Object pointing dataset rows
+---+

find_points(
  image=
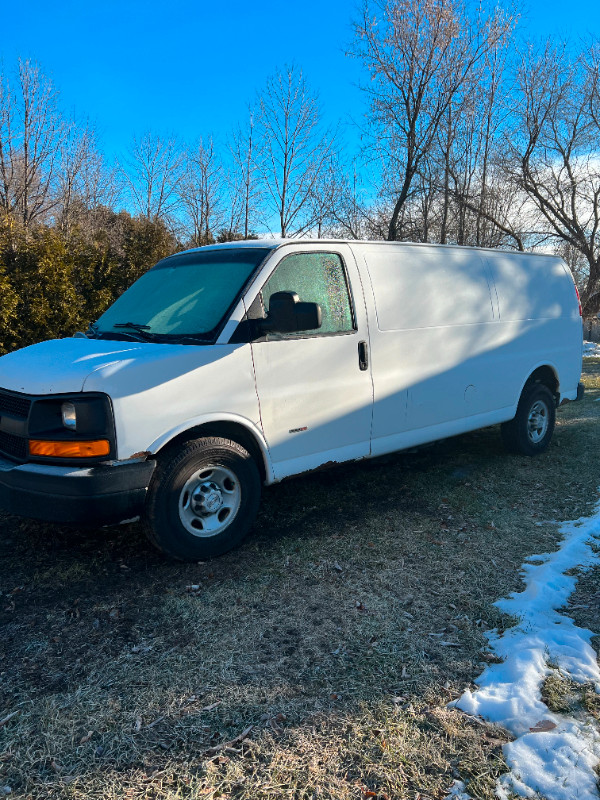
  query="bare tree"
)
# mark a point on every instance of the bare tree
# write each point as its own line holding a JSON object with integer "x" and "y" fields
{"x": 84, "y": 181}
{"x": 31, "y": 134}
{"x": 244, "y": 180}
{"x": 292, "y": 148}
{"x": 555, "y": 153}
{"x": 152, "y": 173}
{"x": 202, "y": 192}
{"x": 420, "y": 55}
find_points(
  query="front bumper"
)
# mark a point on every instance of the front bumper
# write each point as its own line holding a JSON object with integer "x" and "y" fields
{"x": 96, "y": 495}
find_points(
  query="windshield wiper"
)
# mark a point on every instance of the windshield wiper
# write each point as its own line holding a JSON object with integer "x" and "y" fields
{"x": 134, "y": 325}
{"x": 190, "y": 338}
{"x": 143, "y": 331}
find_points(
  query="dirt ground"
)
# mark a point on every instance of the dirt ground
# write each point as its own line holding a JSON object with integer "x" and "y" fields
{"x": 314, "y": 662}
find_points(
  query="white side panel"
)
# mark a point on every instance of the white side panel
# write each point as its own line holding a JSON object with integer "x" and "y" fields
{"x": 435, "y": 327}
{"x": 540, "y": 321}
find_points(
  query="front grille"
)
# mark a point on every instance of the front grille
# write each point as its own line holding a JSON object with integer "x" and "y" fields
{"x": 13, "y": 446}
{"x": 14, "y": 404}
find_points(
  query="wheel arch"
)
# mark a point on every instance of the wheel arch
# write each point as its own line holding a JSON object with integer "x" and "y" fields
{"x": 547, "y": 375}
{"x": 235, "y": 428}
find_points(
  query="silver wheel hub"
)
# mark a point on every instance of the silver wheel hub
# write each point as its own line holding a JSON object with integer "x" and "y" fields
{"x": 209, "y": 501}
{"x": 537, "y": 422}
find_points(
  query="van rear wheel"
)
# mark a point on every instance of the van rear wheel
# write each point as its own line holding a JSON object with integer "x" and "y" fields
{"x": 202, "y": 500}
{"x": 531, "y": 430}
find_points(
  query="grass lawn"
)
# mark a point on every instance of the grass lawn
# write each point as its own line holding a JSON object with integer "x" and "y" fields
{"x": 314, "y": 662}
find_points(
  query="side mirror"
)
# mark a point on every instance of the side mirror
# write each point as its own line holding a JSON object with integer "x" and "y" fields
{"x": 288, "y": 315}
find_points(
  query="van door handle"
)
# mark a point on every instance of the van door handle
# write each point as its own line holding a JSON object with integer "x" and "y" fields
{"x": 363, "y": 356}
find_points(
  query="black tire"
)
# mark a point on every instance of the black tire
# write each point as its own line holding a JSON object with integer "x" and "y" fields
{"x": 183, "y": 518}
{"x": 530, "y": 432}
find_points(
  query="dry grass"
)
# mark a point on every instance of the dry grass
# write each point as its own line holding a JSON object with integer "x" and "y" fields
{"x": 332, "y": 640}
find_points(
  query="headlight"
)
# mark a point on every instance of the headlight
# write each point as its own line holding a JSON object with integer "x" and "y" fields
{"x": 77, "y": 426}
{"x": 69, "y": 416}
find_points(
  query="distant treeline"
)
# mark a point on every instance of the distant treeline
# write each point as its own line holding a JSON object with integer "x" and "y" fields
{"x": 472, "y": 136}
{"x": 52, "y": 285}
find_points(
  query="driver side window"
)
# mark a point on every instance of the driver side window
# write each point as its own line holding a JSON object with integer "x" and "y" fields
{"x": 316, "y": 278}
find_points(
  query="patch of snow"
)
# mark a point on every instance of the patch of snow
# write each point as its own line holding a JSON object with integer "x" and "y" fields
{"x": 553, "y": 755}
{"x": 591, "y": 350}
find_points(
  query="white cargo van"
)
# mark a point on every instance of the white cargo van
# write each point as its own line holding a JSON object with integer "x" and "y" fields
{"x": 234, "y": 365}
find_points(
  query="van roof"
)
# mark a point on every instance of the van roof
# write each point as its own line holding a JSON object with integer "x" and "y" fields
{"x": 273, "y": 244}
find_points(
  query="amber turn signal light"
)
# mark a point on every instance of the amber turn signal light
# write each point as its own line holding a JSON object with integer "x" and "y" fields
{"x": 98, "y": 447}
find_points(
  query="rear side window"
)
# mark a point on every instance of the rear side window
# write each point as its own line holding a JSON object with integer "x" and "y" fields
{"x": 315, "y": 278}
{"x": 421, "y": 288}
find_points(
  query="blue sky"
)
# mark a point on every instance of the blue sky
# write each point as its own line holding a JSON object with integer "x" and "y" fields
{"x": 191, "y": 68}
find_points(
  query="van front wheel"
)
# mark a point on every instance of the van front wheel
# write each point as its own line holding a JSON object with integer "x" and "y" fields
{"x": 530, "y": 431}
{"x": 202, "y": 500}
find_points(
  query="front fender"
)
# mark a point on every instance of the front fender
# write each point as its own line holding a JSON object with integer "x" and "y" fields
{"x": 205, "y": 419}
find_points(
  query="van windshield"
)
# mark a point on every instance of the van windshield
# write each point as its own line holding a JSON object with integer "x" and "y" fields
{"x": 187, "y": 294}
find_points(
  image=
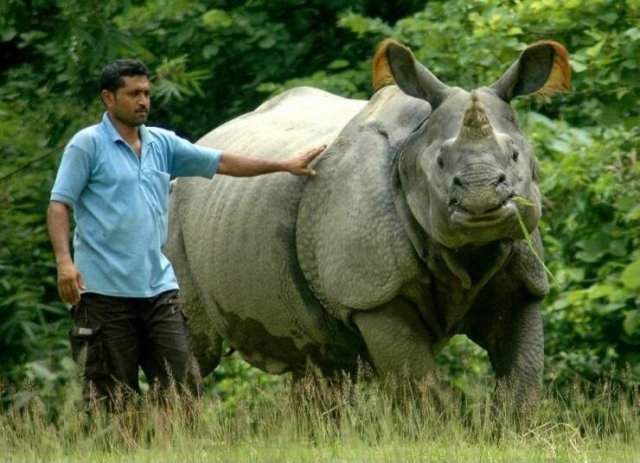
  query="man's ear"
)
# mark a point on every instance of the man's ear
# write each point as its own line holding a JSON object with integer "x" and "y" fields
{"x": 108, "y": 98}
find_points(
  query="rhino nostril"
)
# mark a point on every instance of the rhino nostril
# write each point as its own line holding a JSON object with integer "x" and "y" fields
{"x": 502, "y": 178}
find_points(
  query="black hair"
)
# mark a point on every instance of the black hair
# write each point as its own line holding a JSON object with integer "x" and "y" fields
{"x": 113, "y": 73}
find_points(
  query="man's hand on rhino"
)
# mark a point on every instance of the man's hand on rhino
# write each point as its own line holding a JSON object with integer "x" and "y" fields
{"x": 299, "y": 165}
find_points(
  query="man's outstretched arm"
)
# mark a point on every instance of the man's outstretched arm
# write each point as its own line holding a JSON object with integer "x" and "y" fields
{"x": 247, "y": 166}
{"x": 69, "y": 279}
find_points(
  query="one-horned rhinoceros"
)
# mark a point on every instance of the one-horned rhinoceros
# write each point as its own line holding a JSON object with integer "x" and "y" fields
{"x": 408, "y": 235}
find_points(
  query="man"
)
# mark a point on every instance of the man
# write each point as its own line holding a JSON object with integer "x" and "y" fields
{"x": 115, "y": 176}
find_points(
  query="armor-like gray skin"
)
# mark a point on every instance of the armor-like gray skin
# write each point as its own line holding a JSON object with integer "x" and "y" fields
{"x": 407, "y": 235}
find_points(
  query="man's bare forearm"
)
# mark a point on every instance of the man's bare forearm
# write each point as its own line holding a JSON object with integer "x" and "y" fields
{"x": 248, "y": 166}
{"x": 58, "y": 224}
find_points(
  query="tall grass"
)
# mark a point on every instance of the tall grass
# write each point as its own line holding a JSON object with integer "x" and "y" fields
{"x": 321, "y": 420}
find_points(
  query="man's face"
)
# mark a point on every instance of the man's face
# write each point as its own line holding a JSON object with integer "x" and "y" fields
{"x": 130, "y": 103}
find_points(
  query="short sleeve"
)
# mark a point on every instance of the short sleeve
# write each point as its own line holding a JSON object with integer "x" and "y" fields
{"x": 189, "y": 160}
{"x": 73, "y": 175}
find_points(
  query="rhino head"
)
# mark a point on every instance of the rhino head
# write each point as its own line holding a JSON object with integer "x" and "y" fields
{"x": 468, "y": 171}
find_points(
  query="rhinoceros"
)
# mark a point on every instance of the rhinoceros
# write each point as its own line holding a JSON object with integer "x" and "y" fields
{"x": 410, "y": 233}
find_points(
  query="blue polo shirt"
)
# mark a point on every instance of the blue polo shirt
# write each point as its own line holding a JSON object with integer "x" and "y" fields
{"x": 120, "y": 205}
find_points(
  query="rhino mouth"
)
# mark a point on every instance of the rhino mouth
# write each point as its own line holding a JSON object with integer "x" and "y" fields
{"x": 491, "y": 217}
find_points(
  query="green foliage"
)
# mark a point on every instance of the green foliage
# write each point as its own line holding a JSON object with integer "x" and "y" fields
{"x": 214, "y": 59}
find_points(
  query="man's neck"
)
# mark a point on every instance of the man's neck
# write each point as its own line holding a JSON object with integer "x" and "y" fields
{"x": 130, "y": 133}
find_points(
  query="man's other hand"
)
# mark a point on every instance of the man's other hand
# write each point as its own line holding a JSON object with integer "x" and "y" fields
{"x": 69, "y": 283}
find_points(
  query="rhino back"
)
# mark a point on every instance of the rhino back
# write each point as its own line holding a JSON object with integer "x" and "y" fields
{"x": 238, "y": 234}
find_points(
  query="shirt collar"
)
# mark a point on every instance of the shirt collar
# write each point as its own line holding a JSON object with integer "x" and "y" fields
{"x": 114, "y": 135}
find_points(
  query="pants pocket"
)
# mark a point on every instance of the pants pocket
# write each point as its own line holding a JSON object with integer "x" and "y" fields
{"x": 88, "y": 350}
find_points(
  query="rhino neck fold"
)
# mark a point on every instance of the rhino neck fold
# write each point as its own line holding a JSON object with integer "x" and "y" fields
{"x": 460, "y": 274}
{"x": 471, "y": 266}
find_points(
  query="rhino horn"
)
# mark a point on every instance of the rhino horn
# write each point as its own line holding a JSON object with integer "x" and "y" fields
{"x": 475, "y": 122}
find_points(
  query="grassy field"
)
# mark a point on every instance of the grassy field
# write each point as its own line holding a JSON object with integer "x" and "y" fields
{"x": 318, "y": 422}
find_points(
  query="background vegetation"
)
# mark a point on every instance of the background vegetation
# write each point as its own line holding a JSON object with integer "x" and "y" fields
{"x": 215, "y": 59}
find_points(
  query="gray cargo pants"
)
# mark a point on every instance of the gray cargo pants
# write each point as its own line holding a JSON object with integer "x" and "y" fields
{"x": 112, "y": 337}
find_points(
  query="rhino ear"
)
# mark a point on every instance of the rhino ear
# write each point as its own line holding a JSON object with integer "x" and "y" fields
{"x": 542, "y": 68}
{"x": 395, "y": 63}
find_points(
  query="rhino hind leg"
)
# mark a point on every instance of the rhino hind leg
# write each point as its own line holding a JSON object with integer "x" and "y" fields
{"x": 205, "y": 341}
{"x": 397, "y": 341}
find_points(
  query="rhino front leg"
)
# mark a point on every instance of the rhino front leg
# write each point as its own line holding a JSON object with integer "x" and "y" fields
{"x": 515, "y": 345}
{"x": 397, "y": 340}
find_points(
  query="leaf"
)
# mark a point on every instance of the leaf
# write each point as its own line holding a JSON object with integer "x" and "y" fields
{"x": 631, "y": 276}
{"x": 631, "y": 322}
{"x": 217, "y": 19}
{"x": 595, "y": 50}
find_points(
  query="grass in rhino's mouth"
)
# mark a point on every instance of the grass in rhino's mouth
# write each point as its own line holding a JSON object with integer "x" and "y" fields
{"x": 526, "y": 203}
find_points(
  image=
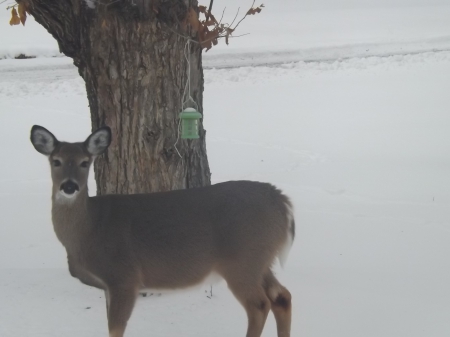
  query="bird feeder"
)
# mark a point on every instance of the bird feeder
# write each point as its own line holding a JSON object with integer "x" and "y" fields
{"x": 190, "y": 123}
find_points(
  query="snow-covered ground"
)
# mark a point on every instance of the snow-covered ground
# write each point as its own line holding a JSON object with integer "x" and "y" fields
{"x": 361, "y": 144}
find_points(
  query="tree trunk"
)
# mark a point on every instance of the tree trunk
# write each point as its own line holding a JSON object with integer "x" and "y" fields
{"x": 131, "y": 55}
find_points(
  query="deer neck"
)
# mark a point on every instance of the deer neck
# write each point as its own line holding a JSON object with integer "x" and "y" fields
{"x": 70, "y": 218}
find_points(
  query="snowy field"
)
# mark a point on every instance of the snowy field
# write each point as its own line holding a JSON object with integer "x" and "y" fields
{"x": 360, "y": 141}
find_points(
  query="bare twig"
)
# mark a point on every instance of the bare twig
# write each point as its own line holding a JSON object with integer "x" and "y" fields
{"x": 221, "y": 18}
{"x": 236, "y": 16}
{"x": 246, "y": 14}
{"x": 209, "y": 10}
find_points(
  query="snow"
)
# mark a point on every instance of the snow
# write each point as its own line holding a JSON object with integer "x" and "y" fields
{"x": 359, "y": 141}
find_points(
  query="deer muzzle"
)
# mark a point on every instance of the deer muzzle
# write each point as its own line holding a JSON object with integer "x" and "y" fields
{"x": 69, "y": 187}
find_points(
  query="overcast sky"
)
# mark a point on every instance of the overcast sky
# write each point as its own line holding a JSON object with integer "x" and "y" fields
{"x": 322, "y": 4}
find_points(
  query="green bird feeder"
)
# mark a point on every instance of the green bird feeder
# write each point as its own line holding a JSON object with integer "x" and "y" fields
{"x": 189, "y": 123}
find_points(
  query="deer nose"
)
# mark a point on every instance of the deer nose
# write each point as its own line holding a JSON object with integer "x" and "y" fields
{"x": 69, "y": 187}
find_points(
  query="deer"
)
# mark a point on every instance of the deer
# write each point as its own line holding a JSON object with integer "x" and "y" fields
{"x": 124, "y": 244}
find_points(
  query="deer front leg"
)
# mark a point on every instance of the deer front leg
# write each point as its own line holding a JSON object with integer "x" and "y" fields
{"x": 119, "y": 302}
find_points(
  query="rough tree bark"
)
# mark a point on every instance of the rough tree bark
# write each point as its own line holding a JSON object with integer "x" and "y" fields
{"x": 132, "y": 60}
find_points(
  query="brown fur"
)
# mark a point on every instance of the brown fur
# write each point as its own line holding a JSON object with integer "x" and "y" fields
{"x": 124, "y": 243}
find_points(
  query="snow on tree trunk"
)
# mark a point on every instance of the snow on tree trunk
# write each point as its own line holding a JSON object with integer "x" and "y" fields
{"x": 131, "y": 57}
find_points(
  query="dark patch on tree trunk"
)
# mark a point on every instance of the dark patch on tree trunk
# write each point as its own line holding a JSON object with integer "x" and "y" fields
{"x": 135, "y": 72}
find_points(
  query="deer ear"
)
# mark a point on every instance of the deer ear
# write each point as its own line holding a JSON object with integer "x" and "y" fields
{"x": 98, "y": 142}
{"x": 43, "y": 140}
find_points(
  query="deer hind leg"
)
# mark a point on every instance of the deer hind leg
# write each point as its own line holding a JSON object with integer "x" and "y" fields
{"x": 256, "y": 304}
{"x": 119, "y": 305}
{"x": 280, "y": 299}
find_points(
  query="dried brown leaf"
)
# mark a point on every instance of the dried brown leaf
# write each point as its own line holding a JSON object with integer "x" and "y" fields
{"x": 15, "y": 20}
{"x": 253, "y": 11}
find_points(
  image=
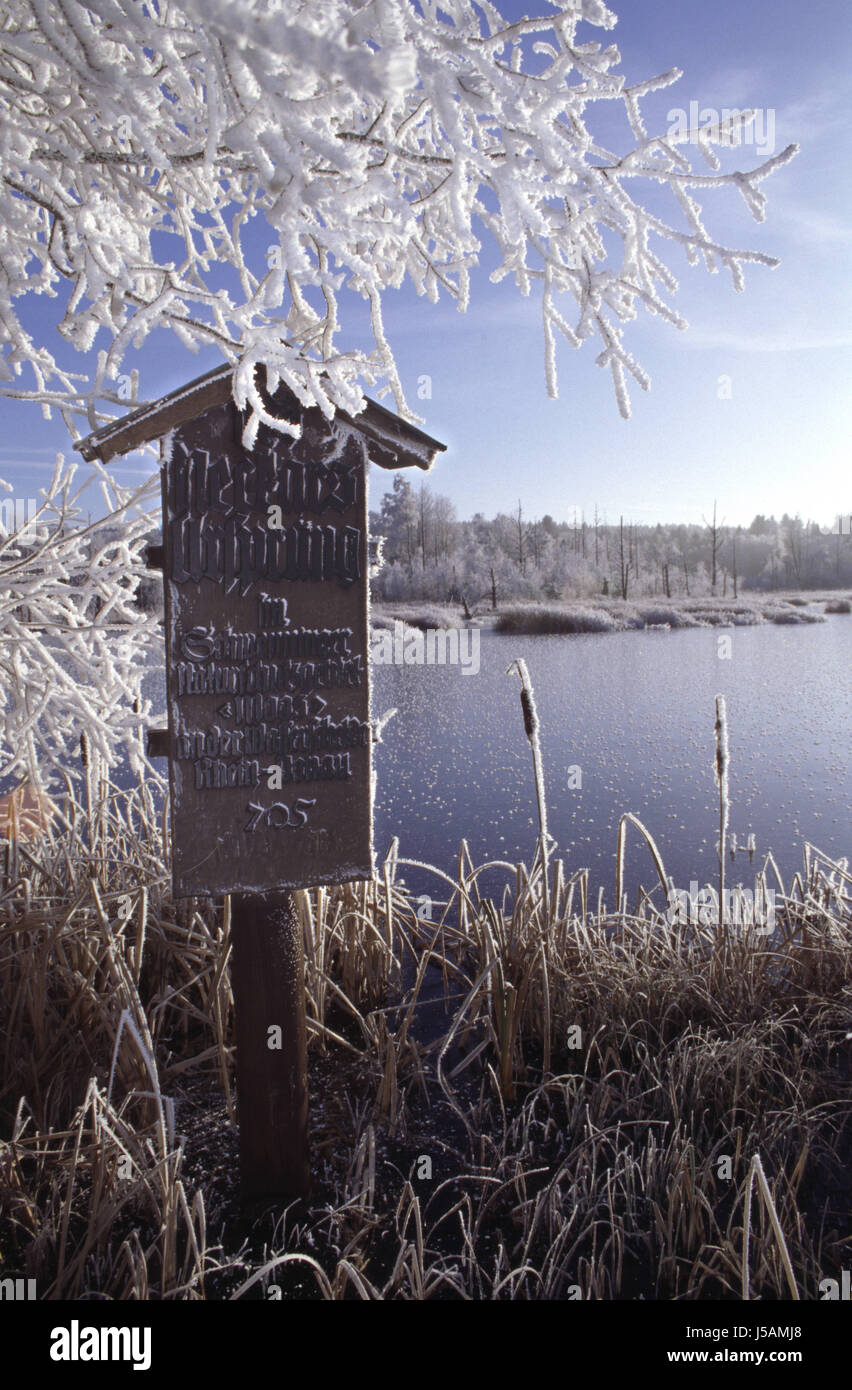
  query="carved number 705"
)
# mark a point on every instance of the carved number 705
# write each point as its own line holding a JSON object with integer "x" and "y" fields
{"x": 278, "y": 816}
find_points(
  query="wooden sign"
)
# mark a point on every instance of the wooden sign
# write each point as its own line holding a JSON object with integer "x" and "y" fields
{"x": 267, "y": 655}
{"x": 264, "y": 558}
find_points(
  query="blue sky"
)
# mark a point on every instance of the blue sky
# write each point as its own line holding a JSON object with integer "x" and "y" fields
{"x": 772, "y": 438}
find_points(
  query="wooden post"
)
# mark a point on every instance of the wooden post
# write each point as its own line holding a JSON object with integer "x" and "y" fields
{"x": 266, "y": 566}
{"x": 267, "y": 975}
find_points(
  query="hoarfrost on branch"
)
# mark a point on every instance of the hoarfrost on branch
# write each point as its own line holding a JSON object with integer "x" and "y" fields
{"x": 143, "y": 145}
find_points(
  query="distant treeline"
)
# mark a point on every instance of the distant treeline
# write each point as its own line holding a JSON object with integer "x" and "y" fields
{"x": 430, "y": 553}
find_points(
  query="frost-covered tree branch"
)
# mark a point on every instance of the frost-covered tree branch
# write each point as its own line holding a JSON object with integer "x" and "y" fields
{"x": 143, "y": 146}
{"x": 74, "y": 644}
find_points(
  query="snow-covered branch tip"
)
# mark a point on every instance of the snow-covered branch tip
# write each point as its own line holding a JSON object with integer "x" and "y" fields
{"x": 142, "y": 148}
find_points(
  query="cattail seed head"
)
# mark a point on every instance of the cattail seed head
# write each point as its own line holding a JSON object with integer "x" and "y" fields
{"x": 530, "y": 716}
{"x": 722, "y": 742}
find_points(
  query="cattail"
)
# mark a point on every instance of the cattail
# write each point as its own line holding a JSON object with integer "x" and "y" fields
{"x": 531, "y": 726}
{"x": 722, "y": 781}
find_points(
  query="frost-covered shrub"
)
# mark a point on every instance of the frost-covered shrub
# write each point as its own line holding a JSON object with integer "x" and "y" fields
{"x": 74, "y": 642}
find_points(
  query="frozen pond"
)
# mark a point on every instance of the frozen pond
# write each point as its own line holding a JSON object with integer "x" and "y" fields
{"x": 626, "y": 724}
{"x": 633, "y": 713}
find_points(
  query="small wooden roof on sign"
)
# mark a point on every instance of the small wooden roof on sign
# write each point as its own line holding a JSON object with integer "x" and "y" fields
{"x": 394, "y": 442}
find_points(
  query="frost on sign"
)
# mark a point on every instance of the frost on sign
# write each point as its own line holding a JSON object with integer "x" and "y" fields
{"x": 267, "y": 655}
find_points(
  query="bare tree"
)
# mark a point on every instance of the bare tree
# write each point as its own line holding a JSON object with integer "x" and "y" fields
{"x": 716, "y": 538}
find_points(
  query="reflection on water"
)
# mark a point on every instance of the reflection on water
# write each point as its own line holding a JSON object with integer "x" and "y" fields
{"x": 630, "y": 716}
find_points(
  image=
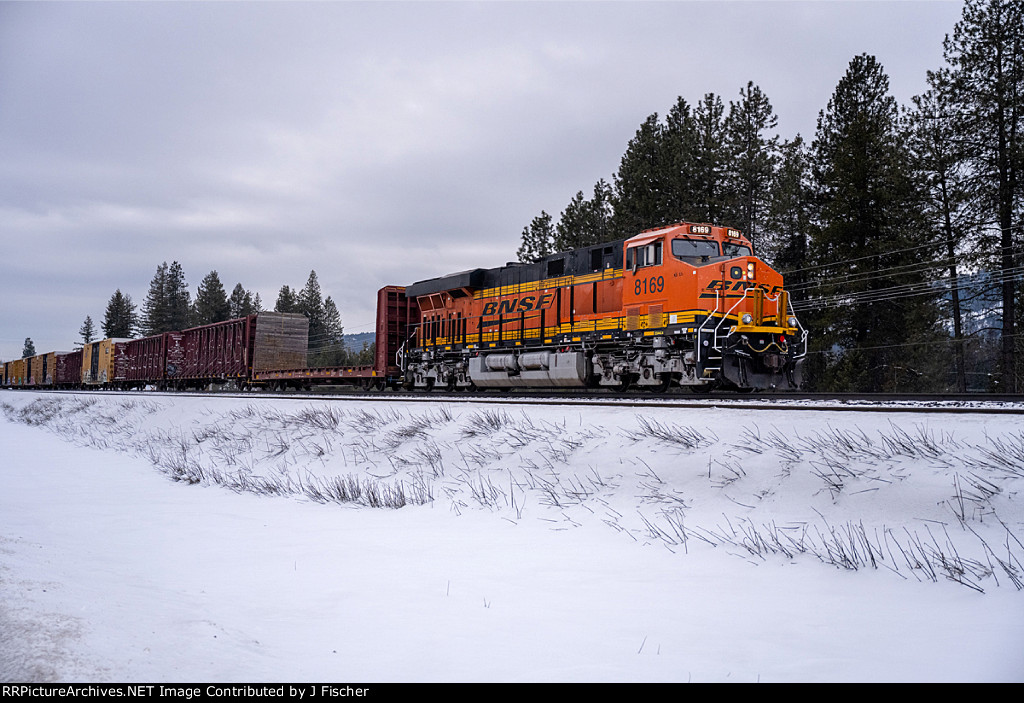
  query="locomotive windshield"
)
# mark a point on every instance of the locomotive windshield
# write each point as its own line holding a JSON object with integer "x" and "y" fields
{"x": 732, "y": 250}
{"x": 694, "y": 251}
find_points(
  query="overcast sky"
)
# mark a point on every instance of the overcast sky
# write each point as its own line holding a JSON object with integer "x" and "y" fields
{"x": 378, "y": 143}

+---+

Written request:
Pull out every line of the data above that contains the word "leaf".

Exercise solution:
  query="leaf"
# mark a point on every instance of the leaf
  query="dried brown leaf"
# mark a point on every instance of the dried brown leaf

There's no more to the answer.